# Provided material
++++++++++
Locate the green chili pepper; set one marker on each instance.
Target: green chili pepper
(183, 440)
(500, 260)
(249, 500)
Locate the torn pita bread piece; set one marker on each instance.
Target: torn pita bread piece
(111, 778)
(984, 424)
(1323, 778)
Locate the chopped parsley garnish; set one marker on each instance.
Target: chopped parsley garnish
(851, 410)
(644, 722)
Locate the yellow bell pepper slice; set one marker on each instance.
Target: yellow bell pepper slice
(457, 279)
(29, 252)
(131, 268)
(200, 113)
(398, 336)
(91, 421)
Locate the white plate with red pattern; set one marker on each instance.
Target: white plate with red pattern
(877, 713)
++++++++++
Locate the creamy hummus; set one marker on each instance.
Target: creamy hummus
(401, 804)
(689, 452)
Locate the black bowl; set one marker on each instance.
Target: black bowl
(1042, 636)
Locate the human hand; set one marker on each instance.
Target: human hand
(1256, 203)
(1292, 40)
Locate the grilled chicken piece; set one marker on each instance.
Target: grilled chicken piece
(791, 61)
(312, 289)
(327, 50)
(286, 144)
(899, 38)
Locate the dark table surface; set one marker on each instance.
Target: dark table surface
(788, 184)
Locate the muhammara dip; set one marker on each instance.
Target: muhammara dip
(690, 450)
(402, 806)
++++++++++
# What you should do
Pick out each line of the entries above that contains the word "chopped", matching its case exactly, and copy those lines.

# Finished task
Locate the chopped parsley garnish; set one marker on each instance.
Target: chopped parsley garnish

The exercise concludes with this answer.